=== What is expected ===
All of the material below is to be retyped exactly.
··· Data entries ···
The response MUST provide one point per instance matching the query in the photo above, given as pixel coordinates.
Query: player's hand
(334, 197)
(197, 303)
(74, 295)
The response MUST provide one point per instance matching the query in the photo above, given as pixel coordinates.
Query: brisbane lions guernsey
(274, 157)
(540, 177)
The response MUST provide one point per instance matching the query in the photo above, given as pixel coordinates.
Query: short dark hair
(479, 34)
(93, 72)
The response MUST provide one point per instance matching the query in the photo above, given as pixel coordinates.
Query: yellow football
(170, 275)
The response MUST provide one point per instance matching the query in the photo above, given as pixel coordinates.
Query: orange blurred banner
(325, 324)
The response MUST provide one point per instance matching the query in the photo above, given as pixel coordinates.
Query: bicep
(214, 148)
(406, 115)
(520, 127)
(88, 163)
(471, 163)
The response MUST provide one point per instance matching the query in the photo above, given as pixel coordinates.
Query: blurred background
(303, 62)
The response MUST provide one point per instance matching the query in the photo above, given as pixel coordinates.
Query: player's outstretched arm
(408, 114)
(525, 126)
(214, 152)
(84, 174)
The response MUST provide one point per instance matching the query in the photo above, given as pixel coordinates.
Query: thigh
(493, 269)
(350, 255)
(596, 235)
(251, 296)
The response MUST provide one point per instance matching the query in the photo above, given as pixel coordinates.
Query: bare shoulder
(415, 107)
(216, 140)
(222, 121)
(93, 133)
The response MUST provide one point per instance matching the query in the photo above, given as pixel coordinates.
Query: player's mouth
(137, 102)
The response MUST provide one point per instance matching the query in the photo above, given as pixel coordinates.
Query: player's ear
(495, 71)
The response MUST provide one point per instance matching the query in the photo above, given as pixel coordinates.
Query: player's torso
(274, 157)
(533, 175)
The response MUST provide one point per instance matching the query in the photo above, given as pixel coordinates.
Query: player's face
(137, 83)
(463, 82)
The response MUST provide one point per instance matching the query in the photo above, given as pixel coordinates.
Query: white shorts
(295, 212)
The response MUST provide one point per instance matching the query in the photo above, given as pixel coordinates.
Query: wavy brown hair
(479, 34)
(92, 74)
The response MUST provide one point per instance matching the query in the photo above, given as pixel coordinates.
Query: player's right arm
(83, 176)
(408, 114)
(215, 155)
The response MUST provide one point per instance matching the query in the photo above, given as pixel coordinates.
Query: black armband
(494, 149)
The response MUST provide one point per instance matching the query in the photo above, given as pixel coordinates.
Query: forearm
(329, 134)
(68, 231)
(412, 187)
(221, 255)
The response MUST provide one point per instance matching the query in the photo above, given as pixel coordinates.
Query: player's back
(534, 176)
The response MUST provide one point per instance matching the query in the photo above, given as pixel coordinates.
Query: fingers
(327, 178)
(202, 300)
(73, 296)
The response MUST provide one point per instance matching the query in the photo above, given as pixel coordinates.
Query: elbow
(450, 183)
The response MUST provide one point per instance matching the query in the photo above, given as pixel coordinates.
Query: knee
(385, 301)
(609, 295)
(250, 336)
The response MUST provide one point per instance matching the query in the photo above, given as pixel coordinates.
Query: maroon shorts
···
=== Correct answer ===
The response MUST provide one point per instance matching the query in the photo above, given as pixel coordinates.
Query: player's hand
(334, 197)
(197, 303)
(74, 295)
The response MUST provide one point per instance matching the query in the photo above, given as pixel coordinates.
Query: brisbane lions guernsey
(274, 157)
(540, 177)
The response MUST provide one point per instance matching the query in the photo above, given as pixel coordinates.
Query: short dark hair
(479, 34)
(93, 72)
The response MUST provide one point per instance matching the query in the photo above, given as pixel coordinates.
Query: yellow football
(170, 275)
The response MUST provide one point per instance matching the query in the photo above, given as pixel coordinates.
Query: orange blurred banner
(325, 324)
The response MUST provide one point per instance matching the query in the photo above, given as pixel coordinates.
Query: bicep
(214, 148)
(406, 115)
(520, 127)
(88, 163)
(471, 163)
The response MUST provide one point per instance matching the query in the photo above, given as pixel coordinates.
Query: blurred background
(303, 62)
The response MUST provide one point per instance matching the query in the photo above, given as pixel coordinates.
Query: player's outstretched arm
(408, 114)
(525, 126)
(214, 152)
(84, 174)
The response MUST provide one point per instance matching the query in the photo above, given as pixel coordinates.
Query: thigh
(493, 269)
(350, 255)
(596, 235)
(251, 296)
The response MUST provide one point per instance matching the query in the photo above, given as pixel coordinates.
Query: bare shoulder
(415, 107)
(216, 140)
(222, 121)
(93, 133)
The response MUST provide one point per instance matching the query in the photo above, given as pixel coordinates.
Query: player's mouth
(137, 102)
The response MUST provide one point per instance matching the query in the photo above, given as pixel coordinates.
Query: player's ear
(495, 71)
The response MUST provide one point per instance matching the query in the photo above, given as pixel coordinates.
Query: player's torso
(274, 157)
(533, 175)
The response MUST provide one point per instance matching the query in the photo above, given as pixel coordinates.
Query: player's face
(137, 83)
(463, 82)
The response MUST provide one point per instance matching the query in the photo above, given as pixel coordinates.
Query: white shorts
(295, 212)
The response MUST provide one point per instance matching the query in the photo above, given as pixel coordinates.
Query: wavy brown hair
(479, 34)
(92, 74)
The response MUST provide one point per instance matching the query in the photo above, given as pixel coordinates.
Query: player's right arm
(83, 176)
(408, 114)
(215, 155)
The response MUST provide one point per instance matching the query in the photo above, given as pixel coordinates.
Query: black armband
(494, 149)
The response MUST provide one point per instance matching the query in the photo above, given as pixel coordinates.
Query: forearm
(329, 134)
(68, 231)
(412, 187)
(221, 255)
The response MUST provide one point per instance matching the query in the photo above, given as pixel coordinates.
Query: player's back
(534, 176)
The response MUST provide one point per instance matching the query in the photo above, given as pixel coordinates.
Query: fingers
(327, 178)
(202, 300)
(73, 296)
The response MUST provide one point per instance matching the query in the photo above, given as pixel coordinates.
Query: elbow
(450, 183)
The response MUST provide one point per instance matching the query in the photo above, given as pixel coordinates.
Query: knee
(385, 301)
(609, 295)
(250, 336)
The response MUST provide one point per instance matching the query in the photo above, given as pixel coordinates.
Query: maroon shorts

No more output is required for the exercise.